■ WHAT THIS TASK INVOLVES:
Swap "nose" for "mouth" everywhere it occurs in the material below, and reproduce every other line unchanged.

::: SUPPLIED ENTRIES :::

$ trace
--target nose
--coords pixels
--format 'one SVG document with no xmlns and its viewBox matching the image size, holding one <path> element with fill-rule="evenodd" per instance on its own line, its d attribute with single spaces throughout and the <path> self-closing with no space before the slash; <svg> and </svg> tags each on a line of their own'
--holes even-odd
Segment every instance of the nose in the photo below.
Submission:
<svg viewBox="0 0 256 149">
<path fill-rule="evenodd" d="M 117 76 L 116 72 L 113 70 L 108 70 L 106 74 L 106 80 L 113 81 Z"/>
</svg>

:::

■ SOLUTION FOR THIS EXERCISE:
$ trace
--target mouth
--coords pixels
--format 'one SVG document with no xmlns and its viewBox matching the image size, holding one <path> element with fill-rule="evenodd" per instance on its own line, its d attribute with single spaces throughout and the <path> self-closing with no space before the slash; <svg> and </svg> tags each on a line of their own'
--holes even-odd
Segment every instance of the mouth in the photo below.
Submission:
<svg viewBox="0 0 256 149">
<path fill-rule="evenodd" d="M 117 76 L 116 72 L 113 70 L 108 70 L 106 74 L 106 80 L 113 81 Z"/>
</svg>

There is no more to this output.